- Material for this task -
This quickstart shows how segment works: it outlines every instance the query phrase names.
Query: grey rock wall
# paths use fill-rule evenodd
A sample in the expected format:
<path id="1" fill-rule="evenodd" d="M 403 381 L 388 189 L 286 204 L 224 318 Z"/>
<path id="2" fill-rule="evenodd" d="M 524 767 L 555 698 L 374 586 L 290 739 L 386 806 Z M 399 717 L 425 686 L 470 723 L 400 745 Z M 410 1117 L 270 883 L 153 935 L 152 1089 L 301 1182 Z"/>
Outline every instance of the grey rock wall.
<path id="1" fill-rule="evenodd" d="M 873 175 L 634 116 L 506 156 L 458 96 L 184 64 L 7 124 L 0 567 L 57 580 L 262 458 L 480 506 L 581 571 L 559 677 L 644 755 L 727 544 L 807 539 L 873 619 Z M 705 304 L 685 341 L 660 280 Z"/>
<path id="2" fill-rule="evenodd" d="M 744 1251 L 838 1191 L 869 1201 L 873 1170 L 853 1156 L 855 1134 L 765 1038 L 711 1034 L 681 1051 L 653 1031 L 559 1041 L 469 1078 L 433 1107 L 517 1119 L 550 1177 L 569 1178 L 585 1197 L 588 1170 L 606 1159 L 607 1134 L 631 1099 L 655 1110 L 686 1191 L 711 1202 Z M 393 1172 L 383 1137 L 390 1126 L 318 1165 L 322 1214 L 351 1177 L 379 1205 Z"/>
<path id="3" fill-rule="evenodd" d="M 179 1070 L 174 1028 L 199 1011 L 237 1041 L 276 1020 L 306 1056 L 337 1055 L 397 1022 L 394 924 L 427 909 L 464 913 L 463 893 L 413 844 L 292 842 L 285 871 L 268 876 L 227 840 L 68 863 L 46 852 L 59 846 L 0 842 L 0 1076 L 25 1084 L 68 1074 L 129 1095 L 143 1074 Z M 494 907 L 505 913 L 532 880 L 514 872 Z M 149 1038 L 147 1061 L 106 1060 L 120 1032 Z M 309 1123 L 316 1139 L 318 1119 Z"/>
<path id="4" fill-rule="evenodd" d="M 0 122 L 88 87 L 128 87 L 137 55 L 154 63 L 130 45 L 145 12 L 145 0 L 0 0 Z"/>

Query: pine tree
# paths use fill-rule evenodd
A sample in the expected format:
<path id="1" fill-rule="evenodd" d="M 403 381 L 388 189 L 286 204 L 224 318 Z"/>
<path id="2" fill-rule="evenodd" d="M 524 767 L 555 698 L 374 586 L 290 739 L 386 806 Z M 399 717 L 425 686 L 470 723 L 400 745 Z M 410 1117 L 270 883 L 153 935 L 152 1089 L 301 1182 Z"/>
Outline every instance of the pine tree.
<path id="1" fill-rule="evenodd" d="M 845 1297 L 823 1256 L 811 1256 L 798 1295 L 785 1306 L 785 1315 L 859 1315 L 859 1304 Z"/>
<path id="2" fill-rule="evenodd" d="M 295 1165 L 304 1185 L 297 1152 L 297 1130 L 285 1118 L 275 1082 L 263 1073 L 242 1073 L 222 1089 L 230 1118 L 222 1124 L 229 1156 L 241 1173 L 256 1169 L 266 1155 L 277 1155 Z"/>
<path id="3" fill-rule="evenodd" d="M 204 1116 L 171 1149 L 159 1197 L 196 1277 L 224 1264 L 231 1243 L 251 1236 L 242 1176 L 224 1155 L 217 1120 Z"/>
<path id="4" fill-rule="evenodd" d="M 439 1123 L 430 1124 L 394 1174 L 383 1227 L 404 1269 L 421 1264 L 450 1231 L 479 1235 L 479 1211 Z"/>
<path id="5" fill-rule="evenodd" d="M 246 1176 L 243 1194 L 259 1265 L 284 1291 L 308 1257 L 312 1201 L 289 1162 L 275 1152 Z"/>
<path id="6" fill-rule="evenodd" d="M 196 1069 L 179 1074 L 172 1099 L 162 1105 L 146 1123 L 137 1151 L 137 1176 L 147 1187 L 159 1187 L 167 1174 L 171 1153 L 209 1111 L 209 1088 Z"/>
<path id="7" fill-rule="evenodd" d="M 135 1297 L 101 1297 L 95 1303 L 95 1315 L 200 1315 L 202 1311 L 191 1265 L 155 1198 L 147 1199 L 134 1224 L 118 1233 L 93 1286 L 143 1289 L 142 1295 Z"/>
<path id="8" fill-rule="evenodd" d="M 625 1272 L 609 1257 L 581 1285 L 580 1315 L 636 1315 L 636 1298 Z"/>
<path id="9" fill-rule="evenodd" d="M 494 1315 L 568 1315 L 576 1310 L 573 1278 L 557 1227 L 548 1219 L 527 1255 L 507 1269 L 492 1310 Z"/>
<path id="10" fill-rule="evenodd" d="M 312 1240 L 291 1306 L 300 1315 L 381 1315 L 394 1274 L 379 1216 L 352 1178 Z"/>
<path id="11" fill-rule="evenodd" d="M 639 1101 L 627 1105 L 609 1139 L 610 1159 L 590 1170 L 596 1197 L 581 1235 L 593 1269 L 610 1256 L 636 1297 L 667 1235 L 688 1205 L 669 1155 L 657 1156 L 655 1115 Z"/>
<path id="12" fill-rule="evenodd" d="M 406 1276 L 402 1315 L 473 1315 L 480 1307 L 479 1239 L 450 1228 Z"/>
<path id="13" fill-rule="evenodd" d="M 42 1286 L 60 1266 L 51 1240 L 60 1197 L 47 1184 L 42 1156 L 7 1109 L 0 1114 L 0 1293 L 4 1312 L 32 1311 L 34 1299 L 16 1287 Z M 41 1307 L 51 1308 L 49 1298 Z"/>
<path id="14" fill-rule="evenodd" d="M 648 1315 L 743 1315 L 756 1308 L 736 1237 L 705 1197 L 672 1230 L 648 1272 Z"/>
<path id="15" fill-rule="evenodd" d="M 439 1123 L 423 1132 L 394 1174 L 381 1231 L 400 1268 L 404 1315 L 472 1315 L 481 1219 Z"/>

- Exercise prompt -
Replace "Outline every instance of the" with "Draw an outline around each" everywhere it occurs in the records above, and give all the lines again with nothing else changed.

- Exercise solution -
This quickstart shows how segment works: it outlines every instance the query phrase names.
Query: grey rock wall
# paths use fill-rule evenodd
A sample in the expected format:
<path id="1" fill-rule="evenodd" d="M 403 381 L 388 189 L 286 204 L 224 318 Z"/>
<path id="2" fill-rule="evenodd" d="M 524 767 L 555 698 L 374 586 L 290 739 L 386 806 Z M 399 717 L 425 686 L 470 723 L 400 745 Z M 410 1117 L 270 883 L 153 935 L 152 1089 L 301 1182 Z"/>
Draw an outline around each grey rock wall.
<path id="1" fill-rule="evenodd" d="M 873 175 L 634 116 L 506 156 L 458 96 L 184 64 L 7 124 L 0 567 L 57 580 L 262 458 L 480 506 L 581 571 L 559 677 L 644 755 L 727 544 L 807 539 L 873 619 Z M 705 304 L 685 341 L 660 280 Z"/>
<path id="2" fill-rule="evenodd" d="M 744 1251 L 838 1191 L 869 1201 L 873 1170 L 853 1156 L 855 1134 L 765 1038 L 711 1034 L 681 1051 L 653 1031 L 559 1041 L 469 1078 L 433 1107 L 517 1119 L 550 1177 L 569 1178 L 585 1197 L 588 1170 L 606 1159 L 607 1134 L 631 1099 L 655 1110 L 686 1191 L 711 1202 Z M 393 1172 L 383 1137 L 390 1126 L 318 1165 L 322 1214 L 351 1177 L 379 1205 Z"/>
<path id="3" fill-rule="evenodd" d="M 179 1070 L 174 1028 L 199 1011 L 237 1041 L 276 1020 L 306 1056 L 337 1055 L 397 1022 L 394 924 L 427 909 L 464 913 L 463 893 L 413 844 L 292 842 L 285 871 L 268 876 L 227 840 L 68 863 L 46 852 L 59 846 L 0 842 L 0 1076 L 25 1084 L 68 1074 L 129 1095 L 143 1074 Z M 494 907 L 505 913 L 532 880 L 514 872 Z M 149 1038 L 147 1061 L 106 1060 L 120 1032 Z M 309 1123 L 316 1139 L 318 1119 Z"/>
<path id="4" fill-rule="evenodd" d="M 0 122 L 88 87 L 128 87 L 137 55 L 154 63 L 130 45 L 145 12 L 145 0 L 0 0 Z"/>

Query: pine tree
# paths use fill-rule evenodd
A sample in the expected format:
<path id="1" fill-rule="evenodd" d="M 403 381 L 388 189 L 286 204 L 224 318 Z"/>
<path id="2" fill-rule="evenodd" d="M 524 767 L 555 698 L 374 586 L 290 739 L 386 806 Z M 399 717 L 425 686 L 470 723 L 400 745 Z M 410 1117 L 270 883 L 153 935 L 152 1089 L 301 1182 Z"/>
Draw an outline around each pine tree.
<path id="1" fill-rule="evenodd" d="M 845 1297 L 823 1256 L 811 1256 L 798 1295 L 785 1306 L 785 1315 L 859 1315 L 859 1304 Z"/>
<path id="2" fill-rule="evenodd" d="M 295 1165 L 304 1185 L 297 1152 L 297 1130 L 285 1118 L 275 1082 L 263 1073 L 242 1073 L 222 1089 L 230 1118 L 222 1124 L 229 1156 L 241 1173 L 256 1169 L 266 1155 L 277 1155 Z"/>
<path id="3" fill-rule="evenodd" d="M 204 1116 L 171 1149 L 159 1197 L 196 1277 L 224 1264 L 231 1243 L 251 1236 L 242 1176 L 224 1155 L 217 1120 Z"/>
<path id="4" fill-rule="evenodd" d="M 439 1123 L 430 1124 L 394 1174 L 383 1227 L 404 1269 L 421 1264 L 450 1231 L 479 1235 L 479 1211 Z"/>
<path id="5" fill-rule="evenodd" d="M 246 1176 L 243 1194 L 259 1265 L 284 1291 L 308 1257 L 312 1201 L 289 1162 L 275 1152 Z"/>
<path id="6" fill-rule="evenodd" d="M 196 1069 L 179 1074 L 172 1099 L 162 1105 L 146 1123 L 137 1151 L 137 1176 L 147 1187 L 159 1187 L 167 1174 L 171 1153 L 209 1111 L 209 1088 Z"/>
<path id="7" fill-rule="evenodd" d="M 135 1297 L 101 1297 L 95 1303 L 95 1315 L 200 1315 L 202 1311 L 191 1265 L 155 1198 L 147 1199 L 134 1224 L 118 1233 L 93 1286 L 143 1289 L 142 1295 Z"/>
<path id="8" fill-rule="evenodd" d="M 625 1272 L 609 1257 L 581 1285 L 580 1315 L 636 1315 L 636 1298 Z"/>
<path id="9" fill-rule="evenodd" d="M 494 1315 L 568 1315 L 576 1310 L 573 1278 L 557 1227 L 548 1219 L 527 1255 L 507 1269 L 492 1310 Z"/>
<path id="10" fill-rule="evenodd" d="M 312 1240 L 291 1306 L 300 1315 L 381 1315 L 394 1274 L 379 1216 L 352 1178 Z"/>
<path id="11" fill-rule="evenodd" d="M 639 1101 L 627 1105 L 609 1139 L 610 1159 L 590 1170 L 596 1197 L 581 1235 L 593 1269 L 610 1256 L 636 1297 L 667 1235 L 688 1205 L 669 1155 L 657 1156 L 655 1115 Z"/>
<path id="12" fill-rule="evenodd" d="M 406 1276 L 402 1315 L 473 1315 L 480 1307 L 479 1239 L 450 1228 Z"/>
<path id="13" fill-rule="evenodd" d="M 42 1286 L 60 1266 L 51 1240 L 60 1197 L 47 1184 L 42 1156 L 7 1109 L 0 1114 L 0 1293 L 4 1312 L 32 1311 L 34 1299 L 16 1287 Z M 41 1307 L 51 1308 L 49 1298 Z"/>
<path id="14" fill-rule="evenodd" d="M 648 1315 L 743 1315 L 756 1308 L 736 1237 L 705 1197 L 672 1230 L 648 1272 Z"/>
<path id="15" fill-rule="evenodd" d="M 439 1123 L 423 1132 L 394 1174 L 381 1231 L 400 1268 L 404 1315 L 472 1315 L 481 1219 Z"/>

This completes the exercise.